*Travail à réaliser*.
1. Reproduisez fidèlement le passage de l'extrait sur la militarisation du maintien de l'ordre qui commence par "Ce complexe militaro-industriel" et se termine par "manifestantes… jusqu’au meurtre.".
2. D'après l'extrait sur la militarisation du maintien de l'ordre, dans quel but les marchands de canon ont-ils mis en place des armes dites à « létalité atténuée » ? Répondez en une à trois phrases.
3. Poursuivez l'extrait sur la militarisation du maintien de l'ordre à la suite de sa dernière phrase.

La deuxième dynamique s’inspire de ce savoir-faire à la française dans la « gestion démocratique des foules », offrant au passage un juteux marché aux industries de l’armement, en militarisant la police et son arsenal. Depuis la fin des années 1960, l’État n’envoie plus l’armée pour réprimer les grèves et les révoltes, mais il militarise les agents civils du maintien de l’ordre et déploie un dispositif répressif féroce, allant jusqu’à tuer des manifestants, de Vital Michelon à Rémi Fraisse, en passant par Malik Oussekine. Pour parfaire cette volonté de contrôle et de répression tout en gardant un vernis démocratique, les marchands de canon ont mis en place des armes dites à « létalité atténuée ».

Des armes non létales qui tuent

Les grenades lacrymogènes, composées de gaz CS, appartiennent à l’arsenal le plus connu des forces de l’ordre. Cette technique, finalement peu utilisée dans les autres pays européens, permet de tenir à distance des manifestants, notamment à l’aide de lanceurs Cougar. À côté de ces gaz, fabriqués par Nobelsport notamment, se trouvent tous les dispositifs balistiques, dits encore grenades, présentant une charge de TNT atténuée et variable suivant les situations. Ces dispositifs, déclinés en différents éléments (désencerclement, effet de souffle), sont des armes extrêmement mutilantes et responsables de la mort de Rémi Fraisse et de Vital Michalon. Enfin, les lanceurs de balles non perforantes se sont imposés dans l’arsenal sous l’impulsion de Claude Guéant, directeur général de la police nationale en 1995, pour venir aujourd’hui équiper une grande partie des BAC et des policiers. Le Flash-Ball Super-Pro, invention de l’entreprise Verney-Carron, sera d’abord utilisé dans l’antiterrorisme puis très rapidement dans les quartiers populaires. Il est depuis 2007 remplacé à grande échelle par le LBD 40mm, fabriqué par le suisse Brüger & Thomet, et ses balles en caoutchouc sont fabriquées à Pont-de-Buis, par Nobelsport…

Ce complexe militaro-industriel s’appuie sur le très officiel Centre de recherche, d’expertise et d’appui logistique pour le développement et l’expérimentation de ces nouvelles armes. La logique répressive décrite ci-dessus connaît un profond changement dès les années 2000, puisque la logique coloniale et l’utilisation de nouvelles armes à létalité diminuée, devient la doctrine sécuritaire française, non seulement dans les quartiers populaires mais aussi face aux mouvements sociaux. Pour mater la meute, l’État réarme les forces de l’ordre et permet l’utilisation de moyens de terreur pour décourager les contestations. On tire sur le peuple et on individualise la répression en mutilant des manifestants et manifestantes… jusqu’au meurtre.

Descriptions de régions en langage naturel:
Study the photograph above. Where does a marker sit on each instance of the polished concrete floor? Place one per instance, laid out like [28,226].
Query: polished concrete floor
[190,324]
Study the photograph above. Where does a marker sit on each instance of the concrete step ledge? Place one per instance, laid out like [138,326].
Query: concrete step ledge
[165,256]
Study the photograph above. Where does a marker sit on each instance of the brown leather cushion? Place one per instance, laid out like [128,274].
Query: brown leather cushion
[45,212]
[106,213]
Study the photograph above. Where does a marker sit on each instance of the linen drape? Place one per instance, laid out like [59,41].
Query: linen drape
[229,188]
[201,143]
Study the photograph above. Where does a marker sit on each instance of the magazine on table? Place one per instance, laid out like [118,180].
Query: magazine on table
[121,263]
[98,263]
--
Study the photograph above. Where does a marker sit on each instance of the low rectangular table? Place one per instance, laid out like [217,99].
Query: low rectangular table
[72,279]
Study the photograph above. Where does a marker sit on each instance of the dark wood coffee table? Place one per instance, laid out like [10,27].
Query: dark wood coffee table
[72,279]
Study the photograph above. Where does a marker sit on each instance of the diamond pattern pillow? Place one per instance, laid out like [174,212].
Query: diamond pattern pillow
...
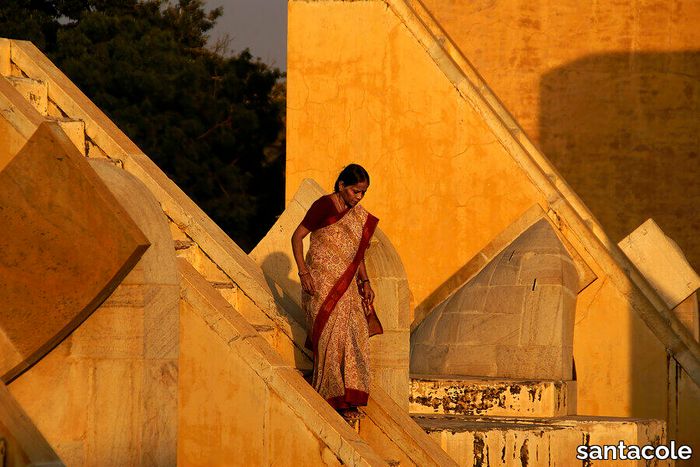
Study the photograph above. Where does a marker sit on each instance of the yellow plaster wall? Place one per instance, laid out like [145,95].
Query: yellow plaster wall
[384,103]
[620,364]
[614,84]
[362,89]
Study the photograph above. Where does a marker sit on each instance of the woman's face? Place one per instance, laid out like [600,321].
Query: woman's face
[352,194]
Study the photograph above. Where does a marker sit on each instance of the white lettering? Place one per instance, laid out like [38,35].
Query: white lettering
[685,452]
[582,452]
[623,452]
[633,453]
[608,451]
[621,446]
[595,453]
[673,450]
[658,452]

*Corrigés*.
1.
Ce complexe militaro-industriel s’appuie sur le très officiel Centre de recherche, d’expertise et d’appui logistique pour le développement et l’expérimentation de ces nouvelles armes. La logique répressive décrite ci-dessus connaît un profond changement dès les années 2000, puisque la logique coloniale et l’utilisation de nouvelles armes à létalité diminuée, devient la doctrine sécuritaire française, non seulement dans les quartiers populaires mais aussi face aux mouvements sociaux. Pour mater la meute, l’État réarme les forces de l’ordre et permet l’utilisation de moyens de terreur pour décourager les contestations. On tire sur le peuple et on individualise la répression en mutilant des manifestants et manifestantes… jusqu’au meurtre.

2. Ces armes ont été mises en place pour parfaire la volonté de contrôle et de répression tout en gardant un vernis démocratique.

3.
Sponsor des dictatures

Faire le siège de Nobelsport était également essentiel pour attirer l’attention sur le fait que des entreprises françaises gagnent de l’argent en fabriquant des armes pour les polices du monde entier. Nobelsport est un bon exemple de ce capitalisme de mort et de mutilation, exportant 90 % de sa production à l’étranger. On retrouve sa griffe sur les munitions tirées au Bahreïn, au Liban et dans de nombreux pays du monde. Sponsor officiel des dictatures, Nobelsport commercialise des armes interdites par la convention de Genève au Burkina Faso. Cette action visait à dépasser les peurs mais aussi à apprendre à bloquer des usines qui fonctionnent 24 heures sur 24 pendant les grands mouvements sociaux. De nombreux ateliers et échanges se sont déroulés tout au long du week-end, ponctués d’actions offensives face à l’usine dont l’accès était bloqué par un important dispositif policier. Ce week-end a permis de rencontrer bon nombre de militants et militantes du Grand Ouest et d’ailleurs afin de développer des solutions contre la militarisation du maintien de l’ordre.
Des casques et lunettes de protection, en passant par une ambulance militante pour les premiers soins, font partie des solutions de défense mises en avant.

Ce camp de trois jours a redonné l’espoir à celles et ceux qui luttent de ne plus subir la répression et les pratiques infâmes des bleus casqués. Cet espoir et cette solidarité nous serviront très vite, surtout face à un État qui réarme les BAC, qui donne le droit d’ouvrir le feu sans être inquiété et qui entend attaquer les espaces de contestation en France. Comme une idée lancinante depuis ces trois jours d’octobre, au pied des monts d’Arrée : on ira ensemble, on rentrera ensemble.